# Requirement:
Begin at the line below that has "positive clicks: (95, 293) (88, 304)" and stop after the line that has "negative clicks: (85, 296) (95, 315)". Please restate only those lines, word for word.

# Exercise materials:
++++++++
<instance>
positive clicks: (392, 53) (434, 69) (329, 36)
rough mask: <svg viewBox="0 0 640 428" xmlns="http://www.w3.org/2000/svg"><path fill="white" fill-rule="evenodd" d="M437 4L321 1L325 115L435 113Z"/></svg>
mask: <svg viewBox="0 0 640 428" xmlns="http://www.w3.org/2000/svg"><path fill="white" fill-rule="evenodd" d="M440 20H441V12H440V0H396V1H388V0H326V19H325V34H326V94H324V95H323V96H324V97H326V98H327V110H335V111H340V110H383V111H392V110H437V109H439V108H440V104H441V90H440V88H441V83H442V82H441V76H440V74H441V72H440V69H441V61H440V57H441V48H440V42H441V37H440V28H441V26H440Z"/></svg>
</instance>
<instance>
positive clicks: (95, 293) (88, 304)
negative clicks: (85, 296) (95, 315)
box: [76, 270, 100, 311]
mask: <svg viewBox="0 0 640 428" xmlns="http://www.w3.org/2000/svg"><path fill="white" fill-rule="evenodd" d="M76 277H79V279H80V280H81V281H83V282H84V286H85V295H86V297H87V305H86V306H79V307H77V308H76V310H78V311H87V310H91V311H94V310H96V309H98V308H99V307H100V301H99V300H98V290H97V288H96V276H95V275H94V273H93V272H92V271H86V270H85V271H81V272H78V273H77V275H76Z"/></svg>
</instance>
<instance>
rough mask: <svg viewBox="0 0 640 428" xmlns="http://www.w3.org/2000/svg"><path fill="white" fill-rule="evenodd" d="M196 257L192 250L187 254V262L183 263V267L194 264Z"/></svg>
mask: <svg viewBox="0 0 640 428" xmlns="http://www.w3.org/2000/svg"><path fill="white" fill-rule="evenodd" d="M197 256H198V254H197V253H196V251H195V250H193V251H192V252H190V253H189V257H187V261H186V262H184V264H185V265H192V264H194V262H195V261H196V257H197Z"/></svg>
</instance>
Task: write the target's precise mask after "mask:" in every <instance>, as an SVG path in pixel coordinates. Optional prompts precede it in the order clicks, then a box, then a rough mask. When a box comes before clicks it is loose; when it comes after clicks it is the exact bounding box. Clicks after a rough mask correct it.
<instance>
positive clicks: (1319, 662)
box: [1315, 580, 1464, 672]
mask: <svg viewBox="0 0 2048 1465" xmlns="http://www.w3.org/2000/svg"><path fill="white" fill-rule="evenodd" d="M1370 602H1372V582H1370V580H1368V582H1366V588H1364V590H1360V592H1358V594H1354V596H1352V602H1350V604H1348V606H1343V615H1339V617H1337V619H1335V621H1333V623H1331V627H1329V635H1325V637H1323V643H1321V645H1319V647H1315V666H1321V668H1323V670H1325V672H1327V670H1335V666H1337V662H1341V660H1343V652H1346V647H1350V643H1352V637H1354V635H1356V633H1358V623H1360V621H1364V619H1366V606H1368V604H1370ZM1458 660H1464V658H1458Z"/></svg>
++++++++
# Completed task:
positive clicks: (95, 293) (88, 304)
negative clicks: (85, 296) (95, 315)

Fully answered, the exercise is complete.